**SHORT TASK**
Return every line of the records below that contains the word "seated".

(Dataset records)
::::::::::
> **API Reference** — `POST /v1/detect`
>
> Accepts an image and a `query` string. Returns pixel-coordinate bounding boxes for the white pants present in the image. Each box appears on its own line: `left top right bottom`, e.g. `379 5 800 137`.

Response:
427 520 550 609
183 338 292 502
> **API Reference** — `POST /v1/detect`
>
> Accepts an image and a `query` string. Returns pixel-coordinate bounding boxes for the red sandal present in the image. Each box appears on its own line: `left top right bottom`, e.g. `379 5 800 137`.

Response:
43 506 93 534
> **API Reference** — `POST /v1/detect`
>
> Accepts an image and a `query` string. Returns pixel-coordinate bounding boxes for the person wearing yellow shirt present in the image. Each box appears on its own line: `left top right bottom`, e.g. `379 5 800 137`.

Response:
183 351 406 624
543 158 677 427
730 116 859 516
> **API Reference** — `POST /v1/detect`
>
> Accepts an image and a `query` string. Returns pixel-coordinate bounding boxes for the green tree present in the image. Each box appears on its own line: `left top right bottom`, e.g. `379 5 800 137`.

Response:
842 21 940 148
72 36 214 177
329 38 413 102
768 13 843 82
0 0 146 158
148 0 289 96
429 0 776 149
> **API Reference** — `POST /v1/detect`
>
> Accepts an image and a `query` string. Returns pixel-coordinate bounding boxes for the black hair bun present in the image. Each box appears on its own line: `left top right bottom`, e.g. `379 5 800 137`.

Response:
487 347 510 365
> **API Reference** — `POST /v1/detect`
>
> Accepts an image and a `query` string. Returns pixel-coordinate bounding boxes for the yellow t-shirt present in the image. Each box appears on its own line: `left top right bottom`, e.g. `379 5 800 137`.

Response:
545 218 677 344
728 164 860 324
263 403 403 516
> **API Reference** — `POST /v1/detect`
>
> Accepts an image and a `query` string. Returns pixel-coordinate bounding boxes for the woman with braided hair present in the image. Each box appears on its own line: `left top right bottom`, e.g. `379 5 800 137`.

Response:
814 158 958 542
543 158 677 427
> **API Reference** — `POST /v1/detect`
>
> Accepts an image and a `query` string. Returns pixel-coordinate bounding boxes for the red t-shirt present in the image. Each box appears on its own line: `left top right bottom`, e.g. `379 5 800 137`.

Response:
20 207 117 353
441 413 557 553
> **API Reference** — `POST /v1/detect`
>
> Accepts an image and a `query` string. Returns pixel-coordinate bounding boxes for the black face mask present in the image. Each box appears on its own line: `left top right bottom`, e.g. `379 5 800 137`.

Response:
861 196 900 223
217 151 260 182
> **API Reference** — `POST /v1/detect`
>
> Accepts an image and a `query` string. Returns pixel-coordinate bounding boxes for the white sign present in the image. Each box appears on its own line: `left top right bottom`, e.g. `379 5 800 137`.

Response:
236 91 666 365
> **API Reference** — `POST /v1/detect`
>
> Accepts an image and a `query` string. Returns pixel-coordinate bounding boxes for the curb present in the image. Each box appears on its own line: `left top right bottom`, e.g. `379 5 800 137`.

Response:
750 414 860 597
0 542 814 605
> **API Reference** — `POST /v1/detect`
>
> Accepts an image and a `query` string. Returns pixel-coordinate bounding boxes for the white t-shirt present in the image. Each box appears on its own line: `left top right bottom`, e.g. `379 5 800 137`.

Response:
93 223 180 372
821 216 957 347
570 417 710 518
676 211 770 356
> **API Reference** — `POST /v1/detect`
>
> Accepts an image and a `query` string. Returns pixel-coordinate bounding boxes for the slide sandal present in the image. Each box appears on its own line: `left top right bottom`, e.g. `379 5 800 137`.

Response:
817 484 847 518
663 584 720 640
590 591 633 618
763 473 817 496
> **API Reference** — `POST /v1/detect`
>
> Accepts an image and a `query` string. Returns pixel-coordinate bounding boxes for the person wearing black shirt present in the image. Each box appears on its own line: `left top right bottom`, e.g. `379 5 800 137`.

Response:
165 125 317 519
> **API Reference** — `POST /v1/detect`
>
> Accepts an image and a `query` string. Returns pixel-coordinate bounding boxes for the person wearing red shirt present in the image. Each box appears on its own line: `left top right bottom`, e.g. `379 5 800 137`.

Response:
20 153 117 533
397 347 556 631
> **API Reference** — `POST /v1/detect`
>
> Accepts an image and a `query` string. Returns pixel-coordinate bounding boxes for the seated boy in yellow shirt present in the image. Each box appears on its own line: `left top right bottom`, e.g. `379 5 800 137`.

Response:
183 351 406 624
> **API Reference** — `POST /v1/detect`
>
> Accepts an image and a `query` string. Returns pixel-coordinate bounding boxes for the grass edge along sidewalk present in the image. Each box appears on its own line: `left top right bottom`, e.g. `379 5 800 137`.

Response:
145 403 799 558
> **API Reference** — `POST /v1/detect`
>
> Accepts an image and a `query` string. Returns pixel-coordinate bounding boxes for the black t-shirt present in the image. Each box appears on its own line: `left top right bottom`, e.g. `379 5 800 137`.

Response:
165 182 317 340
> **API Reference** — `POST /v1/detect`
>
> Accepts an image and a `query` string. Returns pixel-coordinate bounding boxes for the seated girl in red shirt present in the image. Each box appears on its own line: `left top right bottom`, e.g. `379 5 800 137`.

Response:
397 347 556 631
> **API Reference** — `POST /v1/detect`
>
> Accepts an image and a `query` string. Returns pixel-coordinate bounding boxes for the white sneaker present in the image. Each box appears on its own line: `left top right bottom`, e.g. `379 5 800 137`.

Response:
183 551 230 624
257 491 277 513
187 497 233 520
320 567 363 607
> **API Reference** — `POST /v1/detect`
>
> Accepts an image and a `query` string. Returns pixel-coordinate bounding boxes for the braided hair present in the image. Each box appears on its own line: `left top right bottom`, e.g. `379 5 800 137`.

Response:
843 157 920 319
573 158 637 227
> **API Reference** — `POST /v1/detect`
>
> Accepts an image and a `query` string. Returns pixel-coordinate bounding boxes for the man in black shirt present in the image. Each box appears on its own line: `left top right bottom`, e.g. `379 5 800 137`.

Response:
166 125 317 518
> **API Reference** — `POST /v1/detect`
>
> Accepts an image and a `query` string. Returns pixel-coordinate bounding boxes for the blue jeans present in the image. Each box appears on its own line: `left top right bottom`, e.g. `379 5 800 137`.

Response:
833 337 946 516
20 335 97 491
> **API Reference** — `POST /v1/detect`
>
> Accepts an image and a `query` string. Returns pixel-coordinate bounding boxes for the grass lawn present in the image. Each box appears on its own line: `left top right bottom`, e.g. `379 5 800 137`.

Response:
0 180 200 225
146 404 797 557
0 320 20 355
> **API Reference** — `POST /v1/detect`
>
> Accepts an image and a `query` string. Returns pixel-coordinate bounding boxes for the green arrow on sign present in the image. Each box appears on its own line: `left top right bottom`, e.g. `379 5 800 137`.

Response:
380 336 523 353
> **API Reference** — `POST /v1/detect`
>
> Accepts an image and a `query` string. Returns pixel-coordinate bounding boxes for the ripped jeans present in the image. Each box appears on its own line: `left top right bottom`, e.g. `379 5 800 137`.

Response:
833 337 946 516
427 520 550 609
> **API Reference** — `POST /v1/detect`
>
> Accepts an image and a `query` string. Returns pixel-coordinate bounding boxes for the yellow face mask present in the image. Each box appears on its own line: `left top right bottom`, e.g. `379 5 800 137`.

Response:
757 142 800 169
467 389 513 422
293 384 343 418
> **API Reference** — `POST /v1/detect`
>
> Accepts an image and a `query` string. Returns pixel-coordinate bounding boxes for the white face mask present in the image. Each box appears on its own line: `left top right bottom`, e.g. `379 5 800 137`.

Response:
::::::::::
**COMPLETE RESPONSE**
> Accepts an image and a `query` string. Returns pixel-coordinate bounding boxes for the seated boy in yellow shirt present in the image. Each box appears on its own line: `left top right bottom`, e.g. `379 5 800 137`.
> Accepts an image and a `query` string. Returns pixel-coordinate bounding boxes for the seated girl in red shirt present in the image. Each box appears on its own line: `left top right bottom`, e.g. `379 5 800 137`.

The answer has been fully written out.